* **QUESTÕES A RESPONDER**
a – Com base no texto sobre emoções e racionalidade, responda às seguintes perguntas:
(i) Em que ano Daniel Kahneman recebeu o Prêmio Nobel de Economia?
(ii) Em qual revista foi publicada a pesquisa de Drew Westen e outros?
(iii) Por qual técnica se monitorava o funcionamento cerebral dos sujeitos da amostra?
b – Enumere os critérios racionais que, segundo o texto sobre emoções e racionalidade, os agentes econômicos acreditam obedecer em suas escolhas.

══ TEXTO FORNECIDO

Em 2002, aliás, um psicólogo, Daniel Kahneman, ganhou o Prêmio Nobel de Economia por trabalhos que mostram como os agentes econômicos (investidores, consumidores etc.) acreditam obedecer, em suas escolhas, a critérios racionais (utilidade, lucro, interesse), mas, de fato, são levados por emoções que eles desconhecem e que os impedem de calcular corretamente os riscos de seus atos.

Outros pesquisadores chegaram mil vezes a conclusões parecidas analisando pensamentos políticos, nos quais a racionalidade é seriamente ameaçada por afetos e emoções. Isso, claro, sem que o sujeito pensante se dê conta da interferência.

Recentemente, o "Journal of Cognitive Neuroscience" (revista de neurociência cognitiva, 18:11, 2006) publicou uma pesquisa, de Drew Westen e outros, que, pela primeira vez, comprova "materialmente" o peso das motivações afetivas e emocionais em nossos pensamentos.

Os sujeitos da amostra deviam julgar, por exemplo, uma explicação fornecida por um político. Enquanto decidiam se a explicação lhes parecia plausível ou não, seu funcionamento cerebral era monitorado por ressonância magnética.
Embora os sujeitos jurassem que eles estavam decidindo fria e racionalmente, suas escolhas implicavam uma intensa atividade de zonas cerebrais classicamente envolvidas na regulação afetiva, na defesa psicológica e no "viés de confirmação".

════
══ ENTRADAS FORNECIDAS

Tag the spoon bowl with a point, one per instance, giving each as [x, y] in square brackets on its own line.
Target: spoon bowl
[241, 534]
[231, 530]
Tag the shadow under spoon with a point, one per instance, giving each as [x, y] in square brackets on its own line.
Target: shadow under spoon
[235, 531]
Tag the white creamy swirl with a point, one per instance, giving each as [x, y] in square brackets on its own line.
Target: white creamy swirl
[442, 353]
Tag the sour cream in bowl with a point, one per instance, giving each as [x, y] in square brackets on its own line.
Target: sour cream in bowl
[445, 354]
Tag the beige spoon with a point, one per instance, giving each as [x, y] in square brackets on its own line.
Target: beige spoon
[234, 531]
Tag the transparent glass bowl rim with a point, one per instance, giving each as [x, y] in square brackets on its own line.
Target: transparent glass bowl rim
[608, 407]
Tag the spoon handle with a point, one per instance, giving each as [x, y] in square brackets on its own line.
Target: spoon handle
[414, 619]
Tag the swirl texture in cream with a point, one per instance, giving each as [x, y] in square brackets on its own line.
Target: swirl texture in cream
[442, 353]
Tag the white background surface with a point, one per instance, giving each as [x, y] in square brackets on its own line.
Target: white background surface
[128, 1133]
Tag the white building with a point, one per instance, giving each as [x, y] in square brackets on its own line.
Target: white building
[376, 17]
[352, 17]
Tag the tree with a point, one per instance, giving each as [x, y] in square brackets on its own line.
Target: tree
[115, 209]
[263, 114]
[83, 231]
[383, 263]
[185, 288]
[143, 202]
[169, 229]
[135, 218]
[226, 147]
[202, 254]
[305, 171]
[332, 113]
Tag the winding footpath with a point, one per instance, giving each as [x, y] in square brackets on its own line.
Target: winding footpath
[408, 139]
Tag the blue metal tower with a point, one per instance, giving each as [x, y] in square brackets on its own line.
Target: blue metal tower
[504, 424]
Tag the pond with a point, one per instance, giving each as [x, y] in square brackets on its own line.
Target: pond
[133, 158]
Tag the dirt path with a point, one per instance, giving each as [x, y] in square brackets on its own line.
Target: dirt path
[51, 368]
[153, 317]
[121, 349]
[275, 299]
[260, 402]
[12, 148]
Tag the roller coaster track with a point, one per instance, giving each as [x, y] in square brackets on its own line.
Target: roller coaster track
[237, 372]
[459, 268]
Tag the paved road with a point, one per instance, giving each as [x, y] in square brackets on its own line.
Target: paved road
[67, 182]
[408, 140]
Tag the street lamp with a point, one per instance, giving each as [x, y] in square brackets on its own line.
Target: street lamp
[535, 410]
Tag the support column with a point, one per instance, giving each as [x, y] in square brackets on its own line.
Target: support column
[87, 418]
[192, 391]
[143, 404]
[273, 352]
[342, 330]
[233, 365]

════

* **RESPOSTAS POR TAREFA**
a –
(i) Em 2002.
(ii) No "Journal of Cognitive Neuroscience".
(iii) Por ressonância magnética.

b – Utilidade, lucro e interesse.